[[ EXERCISE DATA, beginning ]]

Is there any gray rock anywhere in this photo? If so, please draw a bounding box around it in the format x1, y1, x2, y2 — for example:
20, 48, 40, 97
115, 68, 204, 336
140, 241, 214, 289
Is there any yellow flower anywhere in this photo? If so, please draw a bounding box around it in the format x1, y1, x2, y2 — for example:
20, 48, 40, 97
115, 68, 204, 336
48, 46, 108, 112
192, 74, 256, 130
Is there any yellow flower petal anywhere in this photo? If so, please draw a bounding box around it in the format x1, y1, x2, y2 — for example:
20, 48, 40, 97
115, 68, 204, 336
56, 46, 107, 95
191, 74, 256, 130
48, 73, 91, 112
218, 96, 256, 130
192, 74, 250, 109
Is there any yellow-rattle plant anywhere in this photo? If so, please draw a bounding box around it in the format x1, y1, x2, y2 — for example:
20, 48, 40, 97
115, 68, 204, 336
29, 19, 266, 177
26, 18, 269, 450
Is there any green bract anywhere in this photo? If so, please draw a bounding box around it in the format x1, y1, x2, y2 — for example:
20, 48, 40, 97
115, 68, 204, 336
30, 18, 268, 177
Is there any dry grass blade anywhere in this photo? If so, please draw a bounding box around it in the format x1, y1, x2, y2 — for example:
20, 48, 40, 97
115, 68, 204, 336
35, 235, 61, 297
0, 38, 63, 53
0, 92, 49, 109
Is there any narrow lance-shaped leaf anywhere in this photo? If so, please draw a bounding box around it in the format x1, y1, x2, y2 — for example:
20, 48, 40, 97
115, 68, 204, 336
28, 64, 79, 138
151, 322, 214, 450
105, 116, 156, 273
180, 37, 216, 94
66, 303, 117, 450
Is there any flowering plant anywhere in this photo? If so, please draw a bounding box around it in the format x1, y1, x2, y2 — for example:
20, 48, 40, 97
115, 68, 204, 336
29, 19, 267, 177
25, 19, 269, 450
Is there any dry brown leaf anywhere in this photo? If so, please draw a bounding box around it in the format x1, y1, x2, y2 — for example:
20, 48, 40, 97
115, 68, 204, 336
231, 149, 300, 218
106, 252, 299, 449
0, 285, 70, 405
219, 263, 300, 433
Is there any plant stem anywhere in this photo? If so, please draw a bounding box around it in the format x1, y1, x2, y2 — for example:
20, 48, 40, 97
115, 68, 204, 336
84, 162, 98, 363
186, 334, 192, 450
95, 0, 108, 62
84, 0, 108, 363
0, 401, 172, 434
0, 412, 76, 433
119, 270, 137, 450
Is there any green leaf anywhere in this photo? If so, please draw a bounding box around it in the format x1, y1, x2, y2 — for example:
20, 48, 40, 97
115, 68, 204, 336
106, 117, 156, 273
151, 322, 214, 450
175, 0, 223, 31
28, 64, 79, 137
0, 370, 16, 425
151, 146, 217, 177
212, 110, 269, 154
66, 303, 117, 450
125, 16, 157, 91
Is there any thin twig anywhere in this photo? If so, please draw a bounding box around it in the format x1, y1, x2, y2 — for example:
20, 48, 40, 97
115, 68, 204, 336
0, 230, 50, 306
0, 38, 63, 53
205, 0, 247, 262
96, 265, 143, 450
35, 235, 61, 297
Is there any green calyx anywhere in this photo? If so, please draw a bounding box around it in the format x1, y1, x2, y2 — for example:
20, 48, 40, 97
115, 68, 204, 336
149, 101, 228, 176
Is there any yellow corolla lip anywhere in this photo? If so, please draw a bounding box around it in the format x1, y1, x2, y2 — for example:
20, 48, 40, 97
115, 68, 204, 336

[[ EXERCISE DATA, end ]]

EXERCISE GOAL:
For this exercise, restate each of the entries without any deviation.

TASK SOLUTION:
Is there any gray rock anywhere in this photo? If so, please draw a bounding box around it in the format x1, y1, x2, y2 — for example:
20, 48, 40, 97
115, 68, 204, 336
140, 241, 214, 289
Is there any yellow flower anywhere in this photo? If so, please draw a bounding box around it in the format x1, y1, x2, y2 — for example:
20, 48, 40, 97
115, 68, 204, 336
48, 46, 108, 112
192, 74, 256, 130
Is there any yellow flower petal anywhere in this photo? If so, please draw a bounding box around it in the format x1, y1, x2, y2 — for example:
20, 48, 40, 97
115, 68, 204, 336
56, 46, 107, 95
191, 74, 256, 130
48, 73, 91, 112
218, 96, 256, 130
192, 74, 250, 109
Is there any yellow-rattle plant anywhere in this photo? If so, please draw a bounding box around it in the format x1, y1, x2, y2 — for example:
20, 48, 40, 97
115, 68, 204, 336
29, 19, 266, 177
26, 18, 269, 450
Is there any green bract anywhere in this photo? If so, please draw a bounding box around it in the format x1, y1, x2, y2 — for example:
20, 48, 40, 97
115, 68, 204, 336
30, 18, 268, 177
Is there any dry grass blade anywhere in this photo? If so, please draw a bounding box around it in the format x1, y1, x2, y2 — for example:
20, 48, 40, 97
115, 68, 204, 336
35, 235, 61, 297
0, 38, 63, 53
0, 92, 49, 109
Is there any narrow lance-shaped leaf anywhere in this photo? If so, please draw a bounding box around it in the format x1, y1, x2, y2 — for example:
20, 48, 40, 97
115, 68, 204, 336
28, 64, 79, 138
151, 322, 214, 450
105, 116, 156, 273
180, 37, 216, 94
66, 303, 117, 450
Is there any flowering plant anywhere in this photo? If so, please draw a bounding box around it in the format x1, y1, x2, y2 — for example:
20, 48, 40, 97
115, 68, 204, 336
29, 19, 267, 177
25, 19, 269, 450
Is there any dry brown leaf anywhere in this photo? If so, please draw a bounding box around it in the format x1, y1, x2, y2 — for example:
20, 48, 40, 97
115, 68, 204, 336
231, 149, 300, 218
106, 252, 299, 449
0, 285, 70, 405
219, 263, 300, 433
Is there any plant stem anywhere in this photo? If so, please draw a bounding box around it in the format x1, y1, x2, y2 — for example:
20, 48, 40, 97
115, 68, 204, 336
84, 162, 98, 363
186, 334, 192, 450
95, 0, 108, 62
84, 0, 108, 363
0, 401, 172, 434
0, 412, 76, 433
119, 270, 137, 450
Is there any green leaf anywhere in this photo? If so, please draw a bounding box around it in the format x1, y1, x2, y2 — for example:
20, 48, 40, 97
115, 68, 204, 336
106, 117, 156, 273
151, 322, 214, 450
175, 0, 223, 31
28, 64, 79, 137
0, 370, 16, 425
151, 146, 217, 177
212, 110, 269, 154
66, 303, 117, 450
125, 16, 157, 91
Is there any thin twig anywhere in this photo? If so, please draw a bounding box around it in the format x1, y1, x2, y2 — for example:
20, 48, 40, 97
115, 68, 204, 336
0, 230, 50, 306
0, 38, 63, 53
205, 0, 247, 262
96, 265, 143, 450
35, 235, 61, 297
Is there any green calyx anywhere in this photo? If so, please draw a bounding box around it in the format x1, y1, x2, y2 — for example:
20, 48, 40, 97
115, 68, 204, 336
149, 101, 228, 176
Is there any yellow corolla lip anywhere in this photo? If so, please draw a bounding box around it in the format x1, y1, x2, y2 — for example:
20, 48, 40, 97
115, 68, 204, 336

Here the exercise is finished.